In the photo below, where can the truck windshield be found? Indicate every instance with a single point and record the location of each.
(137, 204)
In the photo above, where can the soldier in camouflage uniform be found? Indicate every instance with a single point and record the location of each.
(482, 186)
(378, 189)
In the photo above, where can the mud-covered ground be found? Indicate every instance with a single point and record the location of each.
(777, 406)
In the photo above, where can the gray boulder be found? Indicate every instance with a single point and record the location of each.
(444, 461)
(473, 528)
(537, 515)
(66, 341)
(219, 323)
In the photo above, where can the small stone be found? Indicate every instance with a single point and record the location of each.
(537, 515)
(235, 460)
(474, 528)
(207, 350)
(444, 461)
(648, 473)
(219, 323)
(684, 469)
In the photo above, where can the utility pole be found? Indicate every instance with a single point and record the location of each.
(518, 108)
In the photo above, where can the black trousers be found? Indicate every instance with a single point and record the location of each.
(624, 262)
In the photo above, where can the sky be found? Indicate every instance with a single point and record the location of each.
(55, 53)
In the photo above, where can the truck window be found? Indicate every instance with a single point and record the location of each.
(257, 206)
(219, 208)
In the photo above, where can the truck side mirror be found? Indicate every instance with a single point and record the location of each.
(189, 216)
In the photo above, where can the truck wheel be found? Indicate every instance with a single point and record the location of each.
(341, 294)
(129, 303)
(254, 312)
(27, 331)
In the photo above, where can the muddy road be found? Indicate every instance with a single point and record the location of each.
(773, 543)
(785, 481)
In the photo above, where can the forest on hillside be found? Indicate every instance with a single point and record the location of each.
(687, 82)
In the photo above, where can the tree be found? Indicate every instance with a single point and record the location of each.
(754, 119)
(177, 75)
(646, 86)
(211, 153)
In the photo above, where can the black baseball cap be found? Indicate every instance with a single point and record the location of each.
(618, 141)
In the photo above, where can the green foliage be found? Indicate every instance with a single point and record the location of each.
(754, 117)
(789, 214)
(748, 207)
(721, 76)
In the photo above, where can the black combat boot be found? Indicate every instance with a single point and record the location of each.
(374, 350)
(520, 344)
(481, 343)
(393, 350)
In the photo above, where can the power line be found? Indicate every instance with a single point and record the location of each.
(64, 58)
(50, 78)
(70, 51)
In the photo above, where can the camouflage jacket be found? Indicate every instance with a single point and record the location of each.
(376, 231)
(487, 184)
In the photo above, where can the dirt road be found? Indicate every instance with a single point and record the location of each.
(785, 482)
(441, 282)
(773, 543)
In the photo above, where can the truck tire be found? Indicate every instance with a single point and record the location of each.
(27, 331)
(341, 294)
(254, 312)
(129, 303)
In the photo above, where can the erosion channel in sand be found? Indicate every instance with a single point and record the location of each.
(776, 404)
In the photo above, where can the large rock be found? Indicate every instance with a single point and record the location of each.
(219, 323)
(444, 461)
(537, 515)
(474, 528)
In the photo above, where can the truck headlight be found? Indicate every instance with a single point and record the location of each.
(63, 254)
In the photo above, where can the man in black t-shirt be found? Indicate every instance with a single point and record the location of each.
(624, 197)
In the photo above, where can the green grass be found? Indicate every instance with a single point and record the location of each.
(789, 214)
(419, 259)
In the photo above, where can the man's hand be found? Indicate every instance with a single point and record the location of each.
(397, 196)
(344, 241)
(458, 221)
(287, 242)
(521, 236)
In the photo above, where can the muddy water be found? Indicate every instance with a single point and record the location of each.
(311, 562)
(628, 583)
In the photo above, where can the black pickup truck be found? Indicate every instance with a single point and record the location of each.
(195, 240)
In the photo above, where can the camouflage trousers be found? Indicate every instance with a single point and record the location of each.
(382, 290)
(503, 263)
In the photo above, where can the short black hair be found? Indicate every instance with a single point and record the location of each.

▬▬▬▬▬▬▬▬▬▬

> **Instructions to follow**
Can you rewrite everything from the line containing "In the photo above, where can the truck tire" down to the end of the records above, requests included, with every coordinate in the answers scaled by 0.3 and rounded to a whole number, halves rounded up?

> **Result for this exercise**
In the photo above, where can the truck tire be found? Indicate every instance with a single point and record the location of each.
(8, 99)
(102, 88)
(76, 94)
(39, 91)
In the photo above, where can the erosion channel in sand be found? Indicate every instance with a single point and record the location of each.
(233, 121)
In the photo above, where can the large rock be found? Indicate every instance with a single point and record the location of each.
(66, 97)
(133, 138)
(161, 155)
(142, 158)
In the photo above, where can the truck headlight be found? Indicate every instance with a single point and record the location of each.
(19, 76)
In the photo above, where can the man in black t-shirt be found? Indicate every instance with a single point and record the location of each.
(187, 59)
In the photo above, where can the green grass be found? Indicate every instance with a single point and record the location of each.
(237, 64)
(126, 78)
In the photo above, where can the man's hand be found? Indicate every instance with a single point and record the location of each.
(119, 59)
(103, 72)
(137, 66)
(86, 73)
(156, 71)
In the photo above, where can the muddy water be found? Indicate every instance with a single point and record the location of each.
(93, 169)
(188, 175)
In the photo above, where can the black pickup truck be found? Indicate every instance with a single point and record the location of each.
(59, 72)
In the photo above, where can the camouflage trousers be found? Indicate every instance with a single point and record the location of each.
(115, 87)
(151, 79)
In the photo above, where can the short black hair be found? Indicate every instance with a single point and record the location of each.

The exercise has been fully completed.